▶ **Qué se pide**
1. En el texto sobre el cementerio del Santo Ángel de la Guarda, ¿a quién se señala como la voz autorizada en los detalles de carácter monumental, artístico o histórico?
2. Enumera lo que tienen los nichos según el texto sobre el cementerio del Santo Ángel de la Guarda.
3. Escribe la continuación del texto sobre el cementerio del Santo Ángel de la Guarda a partir de su última frase.

▶ **Texto del ejercicio**
※

Pero a mí lo que de verdad me llena es pasear descubriendo los detalles que encierra el Santo Ángel de la Guarda. No los de carácter monumental, artístico o histórico, que eso es cosa de Mercedes Sanz de Andrés, la voz autorizada que tantos años lleva estudiando y explicándonos estas manifestaciones. Yo, modestamente, me recreo en aquellos que me hacen sentir bien, en los que me interpelan en esas mañanas de paseo improvisado. Y no los encuentro precisamente entre los mausoleos. Tres son las imágenes que más me llegan y siguen emocionándome.
De menos a más. La primera la componen las hileras de nichos, a varias alturas, que se abigarran circundando los patios y delimitando los paseos centrales, los laterales y las galerías más alejadas de la entrada, allí donde la tierra le cede su sitio al cemento. Todos tan aparentemente iguales, todos tan diferentes, con sus cruces, sus fotos, sus jaculatorias. Sus moradores son la historia reciente de Segovia y nos enseñan el camino. Pasear sabiéndose observado por tantos ojos, tan inquisitivos como compasivos, es una responsabilidad y también un impulso. Como si todos los que nos precedieron nos estuvieran animando para seguir adelante. Carpe diem.
La segunda son los enterramientos antiguos que, a fuerza de tiempo, ya nadie atiende en patios de baldosines levantados y tierra trasegada. Inscripciones casi ilegibles y sepulturas a ras de suelo con cruces vencidas y losas que ya no asientan bien sobre el terreno y están pidiendo mudanza o, mejor, una remoción definitiva. Lo perpetuo que deja de serlo, la cruda escenificación del olvido del que todos seremos protagonistas. Caminar por su perímetro esquivando alguna escalera o las herramientas descuidadas por los operarios, es, desde la ternura que la imagen provoca en su conjunto, una llamada a la trascendencia. Y a la humildad. Memento mori.

※

▶ **Información extraída**
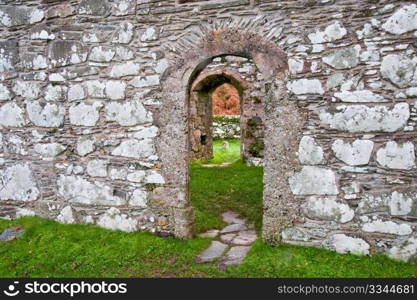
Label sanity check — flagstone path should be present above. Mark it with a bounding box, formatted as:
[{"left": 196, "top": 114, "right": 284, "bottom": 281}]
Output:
[{"left": 196, "top": 211, "right": 257, "bottom": 269}]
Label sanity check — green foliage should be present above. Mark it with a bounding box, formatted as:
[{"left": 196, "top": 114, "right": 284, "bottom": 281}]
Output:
[
  {"left": 0, "top": 142, "right": 417, "bottom": 277},
  {"left": 213, "top": 115, "right": 240, "bottom": 124}
]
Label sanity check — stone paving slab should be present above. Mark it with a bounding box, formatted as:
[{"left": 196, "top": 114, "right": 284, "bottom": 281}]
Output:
[
  {"left": 222, "top": 211, "right": 245, "bottom": 224},
  {"left": 232, "top": 230, "right": 257, "bottom": 246},
  {"left": 198, "top": 229, "right": 220, "bottom": 238},
  {"left": 196, "top": 241, "right": 227, "bottom": 263},
  {"left": 220, "top": 224, "right": 246, "bottom": 233},
  {"left": 220, "top": 233, "right": 236, "bottom": 244},
  {"left": 218, "top": 246, "right": 251, "bottom": 266}
]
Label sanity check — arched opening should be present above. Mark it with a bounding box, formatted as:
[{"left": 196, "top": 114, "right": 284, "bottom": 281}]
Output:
[{"left": 158, "top": 28, "right": 300, "bottom": 244}]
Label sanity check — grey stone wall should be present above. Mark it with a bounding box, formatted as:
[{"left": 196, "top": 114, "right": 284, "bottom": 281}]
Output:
[{"left": 0, "top": 0, "right": 417, "bottom": 261}]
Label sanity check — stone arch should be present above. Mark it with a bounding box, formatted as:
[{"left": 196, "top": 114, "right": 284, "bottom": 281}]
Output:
[
  {"left": 157, "top": 29, "right": 305, "bottom": 243},
  {"left": 188, "top": 68, "right": 248, "bottom": 160}
]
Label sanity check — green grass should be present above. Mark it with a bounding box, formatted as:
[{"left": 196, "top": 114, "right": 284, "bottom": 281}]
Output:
[
  {"left": 202, "top": 139, "right": 240, "bottom": 164},
  {"left": 0, "top": 139, "right": 417, "bottom": 278},
  {"left": 0, "top": 217, "right": 417, "bottom": 277}
]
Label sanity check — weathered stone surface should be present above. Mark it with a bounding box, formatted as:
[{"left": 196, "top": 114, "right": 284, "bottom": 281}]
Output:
[
  {"left": 48, "top": 41, "right": 88, "bottom": 67},
  {"left": 85, "top": 80, "right": 106, "bottom": 98},
  {"left": 287, "top": 79, "right": 324, "bottom": 95},
  {"left": 111, "top": 139, "right": 155, "bottom": 158},
  {"left": 319, "top": 103, "right": 410, "bottom": 132},
  {"left": 196, "top": 241, "right": 227, "bottom": 263},
  {"left": 113, "top": 0, "right": 136, "bottom": 16},
  {"left": 308, "top": 22, "right": 347, "bottom": 44},
  {"left": 387, "top": 191, "right": 417, "bottom": 217},
  {"left": 0, "top": 40, "right": 19, "bottom": 72},
  {"left": 198, "top": 229, "right": 220, "bottom": 239},
  {"left": 288, "top": 58, "right": 304, "bottom": 75},
  {"left": 381, "top": 54, "right": 417, "bottom": 88},
  {"left": 334, "top": 90, "right": 388, "bottom": 103},
  {"left": 68, "top": 84, "right": 87, "bottom": 101},
  {"left": 129, "top": 189, "right": 148, "bottom": 208},
  {"left": 89, "top": 46, "right": 116, "bottom": 62},
  {"left": 112, "top": 23, "right": 135, "bottom": 44},
  {"left": 298, "top": 136, "right": 324, "bottom": 165},
  {"left": 388, "top": 234, "right": 417, "bottom": 263},
  {"left": 69, "top": 102, "right": 103, "bottom": 126},
  {"left": 231, "top": 230, "right": 257, "bottom": 246},
  {"left": 220, "top": 224, "right": 247, "bottom": 234},
  {"left": 105, "top": 80, "right": 126, "bottom": 100},
  {"left": 323, "top": 45, "right": 361, "bottom": 70},
  {"left": 77, "top": 137, "right": 95, "bottom": 156},
  {"left": 0, "top": 163, "right": 40, "bottom": 201},
  {"left": 23, "top": 54, "right": 48, "bottom": 70},
  {"left": 145, "top": 171, "right": 165, "bottom": 184},
  {"left": 281, "top": 227, "right": 309, "bottom": 242},
  {"left": 87, "top": 159, "right": 108, "bottom": 177},
  {"left": 0, "top": 83, "right": 13, "bottom": 101},
  {"left": 56, "top": 205, "right": 75, "bottom": 224},
  {"left": 129, "top": 75, "right": 159, "bottom": 88},
  {"left": 26, "top": 102, "right": 65, "bottom": 127},
  {"left": 219, "top": 246, "right": 250, "bottom": 266},
  {"left": 376, "top": 141, "right": 416, "bottom": 170},
  {"left": 381, "top": 4, "right": 417, "bottom": 34},
  {"left": 106, "top": 101, "right": 152, "bottom": 126},
  {"left": 0, "top": 102, "right": 26, "bottom": 127},
  {"left": 222, "top": 211, "right": 245, "bottom": 224},
  {"left": 140, "top": 27, "right": 159, "bottom": 42},
  {"left": 13, "top": 80, "right": 41, "bottom": 100},
  {"left": 332, "top": 139, "right": 374, "bottom": 166},
  {"left": 35, "top": 143, "right": 67, "bottom": 157},
  {"left": 322, "top": 234, "right": 370, "bottom": 255},
  {"left": 288, "top": 166, "right": 338, "bottom": 195},
  {"left": 304, "top": 197, "right": 355, "bottom": 223},
  {"left": 97, "top": 207, "right": 138, "bottom": 232},
  {"left": 57, "top": 175, "right": 126, "bottom": 206},
  {"left": 78, "top": 0, "right": 110, "bottom": 16},
  {"left": 362, "top": 220, "right": 413, "bottom": 235},
  {"left": 109, "top": 61, "right": 140, "bottom": 78},
  {"left": 0, "top": 5, "right": 45, "bottom": 27}
]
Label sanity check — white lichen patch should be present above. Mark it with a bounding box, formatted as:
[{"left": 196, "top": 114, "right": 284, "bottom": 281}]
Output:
[
  {"left": 0, "top": 102, "right": 26, "bottom": 127},
  {"left": 288, "top": 166, "right": 338, "bottom": 195},
  {"left": 308, "top": 21, "right": 347, "bottom": 44},
  {"left": 97, "top": 207, "right": 138, "bottom": 232},
  {"left": 69, "top": 101, "right": 103, "bottom": 126},
  {"left": 105, "top": 101, "right": 153, "bottom": 126},
  {"left": 322, "top": 234, "right": 370, "bottom": 255},
  {"left": 0, "top": 163, "right": 40, "bottom": 201},
  {"left": 298, "top": 136, "right": 324, "bottom": 165},
  {"left": 319, "top": 103, "right": 410, "bottom": 132},
  {"left": 56, "top": 205, "right": 75, "bottom": 224},
  {"left": 303, "top": 197, "right": 355, "bottom": 223},
  {"left": 57, "top": 175, "right": 126, "bottom": 206},
  {"left": 362, "top": 220, "right": 413, "bottom": 235},
  {"left": 332, "top": 139, "right": 374, "bottom": 166},
  {"left": 35, "top": 143, "right": 66, "bottom": 157},
  {"left": 376, "top": 141, "right": 416, "bottom": 170},
  {"left": 287, "top": 79, "right": 324, "bottom": 95},
  {"left": 26, "top": 102, "right": 65, "bottom": 127},
  {"left": 111, "top": 139, "right": 155, "bottom": 158},
  {"left": 382, "top": 4, "right": 417, "bottom": 34}
]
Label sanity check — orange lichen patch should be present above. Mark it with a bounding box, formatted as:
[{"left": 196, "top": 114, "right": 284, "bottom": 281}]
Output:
[{"left": 212, "top": 83, "right": 240, "bottom": 115}]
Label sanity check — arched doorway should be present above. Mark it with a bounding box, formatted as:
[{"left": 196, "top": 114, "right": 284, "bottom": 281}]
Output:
[{"left": 158, "top": 30, "right": 305, "bottom": 243}]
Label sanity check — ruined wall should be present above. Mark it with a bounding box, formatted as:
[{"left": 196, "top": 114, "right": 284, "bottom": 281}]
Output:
[
  {"left": 0, "top": 0, "right": 417, "bottom": 260},
  {"left": 189, "top": 56, "right": 266, "bottom": 165}
]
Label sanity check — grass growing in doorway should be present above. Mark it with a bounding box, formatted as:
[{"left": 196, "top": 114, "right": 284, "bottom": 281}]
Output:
[{"left": 190, "top": 140, "right": 263, "bottom": 232}]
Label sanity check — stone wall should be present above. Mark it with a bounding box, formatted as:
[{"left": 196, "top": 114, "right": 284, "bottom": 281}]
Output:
[{"left": 0, "top": 0, "right": 417, "bottom": 261}]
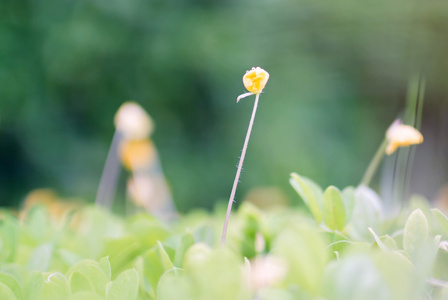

※

▶ **Respuestas escritas**
1. A Mercedes Sanz de Andrés.

2. Cruces, fotos y jaculatorias.

3.
Y la tercera, la más conmovedora: el rincón habilitado para los niños, esos seres privilegiados, queridos por Dios sobre los demás, que no mueren sino que, tal como puede leerse en las minúsculas placas que acompañan sus restos, «suben al cielo» el mismo día que cierran los ojos. Se queda uno sobrecogido la primera vez que se topa con este pequeño jardín. Sobrecogido, traspasado frente al cuadro que se le presenta a la vista, frente a estos túmulos diminutos, mil veces más grandiosos que los pretenciosos mausoleos de los prohombres que, unos metros más allá, descansan esperando el juicio final. Túmulos que te hablan al corazón, túmulos adornados con exvotos que te desarman: sobres de golosinas, cochecitos de juguete, muñecos de superhéroes que nadie osa tocar. Túmulos inocentes, túmulos sagrados.
Disculpen si me excedo en lo emocional, pero para mí este es uno de los rincones más bellos de Segovia, uno de los más densos. Siempre que me regalo uno de estos mis paseos por el Santo Ángel, lo acabo aquí, junto a los niños. Y oro con sencillez, sin apenas ser consciente de ello, si por orar puede entenderse contemplar, sonreír y sentirse cómplice de todos esos vecinos (hermanos) que me han acompañado en silencio y a los que he pretendido acompañar durante unos minutos. Cómplice enamorado de los pequeños y los mayores, de los ilustres y los ignorados, de los pudientes y de los desahuciados hasta de la tierra que los cubría. Requiem aeternam.
La puerta está sólo unos metros atrás. Cuando salgo al mundo (al de este lado de la reja), lo hago en paz y reconfortado para seguir luchando, para seguir entendiendo esta vida y la del más allá desde el lado militante de la existencia.